------ RECORDS FOR THE EXERCISE

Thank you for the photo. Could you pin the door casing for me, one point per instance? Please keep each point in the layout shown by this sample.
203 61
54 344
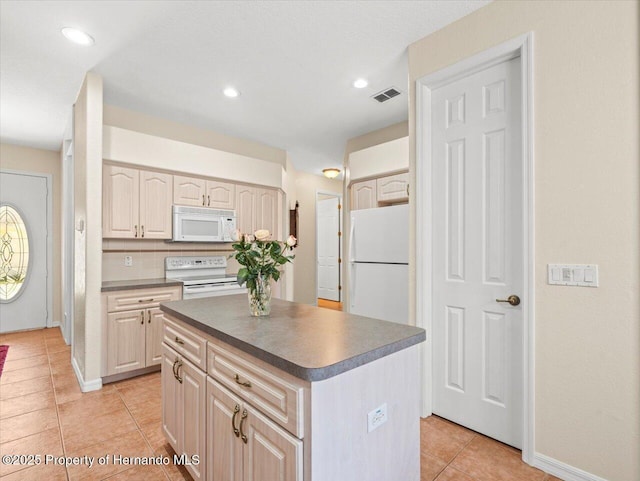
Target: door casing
319 194
48 179
518 47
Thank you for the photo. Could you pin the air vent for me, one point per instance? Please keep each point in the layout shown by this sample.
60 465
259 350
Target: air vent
386 94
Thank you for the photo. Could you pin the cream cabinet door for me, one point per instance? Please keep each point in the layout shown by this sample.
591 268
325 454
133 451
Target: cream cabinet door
194 387
245 209
224 449
172 405
154 334
393 188
221 195
189 190
267 211
120 202
363 195
125 341
270 452
156 197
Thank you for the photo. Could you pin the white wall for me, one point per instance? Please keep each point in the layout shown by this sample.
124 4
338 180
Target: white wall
587 401
87 322
160 153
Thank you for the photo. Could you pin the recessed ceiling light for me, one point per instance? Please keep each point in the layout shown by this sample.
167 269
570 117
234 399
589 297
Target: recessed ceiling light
360 83
78 36
331 173
231 92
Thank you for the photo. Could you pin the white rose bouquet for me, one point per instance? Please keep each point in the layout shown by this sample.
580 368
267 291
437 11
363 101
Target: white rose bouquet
260 256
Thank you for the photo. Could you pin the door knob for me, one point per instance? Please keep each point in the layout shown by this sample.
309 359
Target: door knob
512 299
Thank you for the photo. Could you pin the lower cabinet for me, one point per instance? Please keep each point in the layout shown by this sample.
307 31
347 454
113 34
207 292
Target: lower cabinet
243 444
134 339
183 410
243 435
133 326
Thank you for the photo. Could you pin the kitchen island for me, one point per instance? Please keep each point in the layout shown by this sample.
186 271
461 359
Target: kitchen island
306 394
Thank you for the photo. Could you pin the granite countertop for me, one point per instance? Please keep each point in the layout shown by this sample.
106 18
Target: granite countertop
308 342
138 284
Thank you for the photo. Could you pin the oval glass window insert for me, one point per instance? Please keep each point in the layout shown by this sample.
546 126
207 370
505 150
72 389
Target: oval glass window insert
14 253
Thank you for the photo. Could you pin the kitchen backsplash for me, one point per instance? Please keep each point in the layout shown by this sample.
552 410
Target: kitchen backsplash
148 257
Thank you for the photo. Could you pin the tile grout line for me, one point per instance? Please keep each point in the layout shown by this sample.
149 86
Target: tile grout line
139 427
55 400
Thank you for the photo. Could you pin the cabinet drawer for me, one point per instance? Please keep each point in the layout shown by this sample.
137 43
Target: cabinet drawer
141 299
279 399
185 342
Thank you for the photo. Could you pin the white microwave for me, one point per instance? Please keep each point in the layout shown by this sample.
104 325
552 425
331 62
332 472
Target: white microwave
201 224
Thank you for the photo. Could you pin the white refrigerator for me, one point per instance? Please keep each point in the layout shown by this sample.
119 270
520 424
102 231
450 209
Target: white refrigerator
379 263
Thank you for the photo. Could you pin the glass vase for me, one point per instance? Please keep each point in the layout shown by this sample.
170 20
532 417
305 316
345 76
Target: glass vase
260 297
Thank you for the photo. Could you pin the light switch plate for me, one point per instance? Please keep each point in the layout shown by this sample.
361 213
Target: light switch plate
581 275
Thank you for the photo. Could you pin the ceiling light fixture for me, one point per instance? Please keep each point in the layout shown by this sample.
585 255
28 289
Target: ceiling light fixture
360 83
78 36
331 173
231 92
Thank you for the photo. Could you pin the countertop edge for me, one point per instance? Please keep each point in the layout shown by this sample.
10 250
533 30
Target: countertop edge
109 286
301 372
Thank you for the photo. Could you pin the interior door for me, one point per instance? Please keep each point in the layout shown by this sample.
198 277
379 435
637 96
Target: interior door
23 252
328 248
478 252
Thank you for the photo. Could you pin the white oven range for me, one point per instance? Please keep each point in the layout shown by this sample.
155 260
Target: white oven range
203 276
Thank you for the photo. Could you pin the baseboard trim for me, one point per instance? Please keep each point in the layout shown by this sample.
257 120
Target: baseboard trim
85 386
562 470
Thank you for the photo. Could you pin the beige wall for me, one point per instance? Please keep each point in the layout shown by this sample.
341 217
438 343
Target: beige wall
587 394
147 124
14 157
304 265
87 323
386 134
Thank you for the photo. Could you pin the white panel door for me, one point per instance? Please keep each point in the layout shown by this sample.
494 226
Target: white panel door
478 253
328 248
380 291
23 255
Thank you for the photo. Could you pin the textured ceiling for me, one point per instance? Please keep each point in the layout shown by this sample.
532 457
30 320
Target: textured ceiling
293 61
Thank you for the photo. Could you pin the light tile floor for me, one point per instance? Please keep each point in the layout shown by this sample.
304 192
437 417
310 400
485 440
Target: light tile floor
43 411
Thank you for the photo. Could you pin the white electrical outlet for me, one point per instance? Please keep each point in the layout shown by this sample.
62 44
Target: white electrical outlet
581 275
377 417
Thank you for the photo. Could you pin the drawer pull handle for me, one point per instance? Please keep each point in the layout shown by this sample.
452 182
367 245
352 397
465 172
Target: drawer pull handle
236 431
178 372
242 383
243 436
174 368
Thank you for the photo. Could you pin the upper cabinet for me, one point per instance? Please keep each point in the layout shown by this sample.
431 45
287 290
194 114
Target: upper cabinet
257 208
372 186
363 195
200 192
136 204
393 188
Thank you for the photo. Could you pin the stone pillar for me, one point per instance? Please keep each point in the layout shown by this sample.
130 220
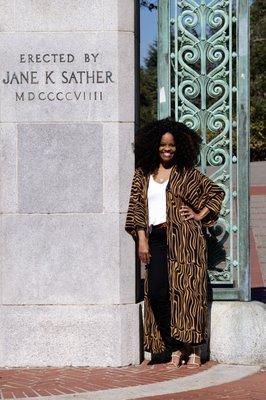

------------

◆ REQUEST: Rewrite all of the entries above with every "Target" changed to "Object" and nothing else altered. Leave the pictures out.

◆ RESULT OF THE TASK:
Thank you for the photo. Could you pin the door casing for me, one point per instance? Please keep each point in the layout shown by this sample.
203 61
54 344
Object: door casing
319 194
48 179
518 47
Thank you for the photo. Could you pin the air vent for me, one point per instance? Please keep each point in the layout shown by this sample.
60 465
259 350
Object: air vent
386 94
Thank you for the photo. Could you pin the cream cabinet door for me, one point per instance? Please keep each point in the layout shown by this sample.
591 268
325 454
133 451
Object: cream cabinet door
194 387
245 209
224 449
172 405
154 334
393 188
221 195
189 190
267 211
120 202
363 195
125 341
270 452
156 197
Thank you for the photo. Could you pin the white wall for me, one point per instance? Please keep each point in the layout shown by this sample.
124 4
338 180
Object: white wall
587 401
87 322
160 153
Thank you for the photo. Could you pin the recessed ceiling light for me, one point per instance? Please keep each point in the layout shown by this sample.
167 269
570 117
234 399
589 297
Object: recessed ceiling light
360 83
78 36
331 173
231 92
Thank you for the photo. Could you pin the white rose bouquet for me, one point per instance? Please keep each point in the layout shown by this sample.
580 368
267 291
437 11
363 101
Object: white rose bouquet
260 256
Thank you for the photo. Could you pin the door knob for me, one point per instance? Please keep each point in the layout shown by this sample.
309 359
Object: door knob
512 299
Thank you for the photo. Could you pin the lower cabinet for me, one point per instance? Please keep each point in the layout shown by this sample.
307 31
347 454
113 34
207 292
Object: lower cabinet
243 444
134 339
183 410
243 435
133 326
Thank you for the photo. Could you pin the kitchen island for me, one point per instance? Please keep each point in the layout shown by this sample.
186 271
461 359
Object: kitchen island
306 394
Thank you for the photo. Could you pin the granite countertop for me, one point per instance? Please keep each point in the layout shown by this sample.
106 18
Object: granite countertop
308 342
138 284
Thank you for the photo. Could you pin the oval glass window insert for me, one point per instance? Please keep each point in the layout shown by this sample.
546 126
207 370
505 150
72 389
Object: oval glass window insert
14 253
Thank you for the photo. Could you pin the kitchen backsplash for me, one point per instance? Please keep each point in the layout shown by this sample.
552 410
Object: kitchen backsplash
148 257
Thank you for the photo. Could you pin the tile grout line for me, one point per instance? Please keep each point in the layout shown by this sample.
149 86
Object: tile grout line
139 427
55 400
Thank you for the photo. Could you pin the cabinet drawer for me, one point per instance? Please keep each point in the layout shown by this sample.
137 43
Object: cabinet drawer
141 299
279 399
185 342
Thank you for the photo. Could you pin the white microwave for me, one point per instance? Please keep each point in the layout shown by this sample.
104 325
552 425
331 62
332 472
Object: white microwave
201 224
Thank you for the photo. Could you pin the white refrigerator for me, one point per instance? Please keep each point in the layout shown by this sample.
119 270
520 424
102 231
450 209
Object: white refrigerator
379 263
Thank you for the photo. Could you pin the glass vase for me, one point per instance? Please keep each point in the layout shown by this sample.
170 20
532 417
305 316
345 76
Object: glass vase
260 297
Thank you for the photo. Could you pin the light switch plate for me, one point per instance? Please keep each point in the layout shown by this sample.
361 213
Object: light switch plate
581 275
Thank you for the photo. Could you pin the ceiling light fixture for me, one point per instance? Please keep each point in the layout shown by this sample.
585 255
28 289
Object: ceiling light fixture
360 83
78 36
331 173
231 92
Thank you for the photo. Could you pin the countertop edge for me, one point per instance? Please keep each point in the layout shown by this sample.
10 250
533 30
Object: countertop edge
109 286
301 372
Thank you for the photo. Could you pin the interior door for me, one point per instance? Please keep each point in the layout shown by this sample.
198 277
379 435
637 96
Object: interior door
23 252
328 248
478 252
Thank you for the photo. Could you pin the white oven range for me, one point per instance? Please keep each point in the layout shown by this sample.
155 260
Object: white oven range
203 276
Thank you for the photo. Could you pin the baseboard trim for me, one point per instance? Please keep each point in the layout shown by this sample.
257 120
Object: baseboard trim
85 386
562 470
Thank you for the photo. Could you pin the beige wall for me, one point per instance? Please keep each point in the layout shown by this sample.
341 217
438 343
Object: beige wall
587 394
147 124
14 157
304 265
87 323
386 134
Thank you for the photo. Could you pin the white panel door for me, one point per instance? Please keep each point in the layout shown by this sample.
494 226
Object: white panel door
478 253
328 248
380 291
23 255
Thank you for the photo. Could you pin the textured ceiling for me, one point per instance? Please keep each point in the layout shown by this sample.
532 457
30 320
Object: textured ceiling
293 61
Thank you for the photo. Could you pin the light tile floor for me, one point per instance? Please keep each point in the layout shown by this sample.
304 192
437 417
310 400
485 440
Object: light tile floor
43 411
Thank you for the photo. Could you pin the white electrical outlet for me, one point per instance? Please keep each point in the layout shown by this sample.
62 44
Object: white electrical outlet
581 275
377 417
Thank you for the photo. Could you pin the drawer pull handle for me, one point per instance? Please keep each point in the layout shown by this sample.
452 182
367 245
352 397
465 172
Object: drawer pull handle
236 431
178 372
242 383
243 436
174 368
Thank you for the photo. Could you pin the upper cabinet for me, one point per instance? Please keep each point in the layout shown by this sample.
431 45
287 290
194 114
Object: upper cabinet
257 208
372 186
363 195
200 192
136 204
393 188
Thank you for the photo. Could you pin the stone pillar for me, one point per instance? Please keep each point in the layout shown by this sample.
130 220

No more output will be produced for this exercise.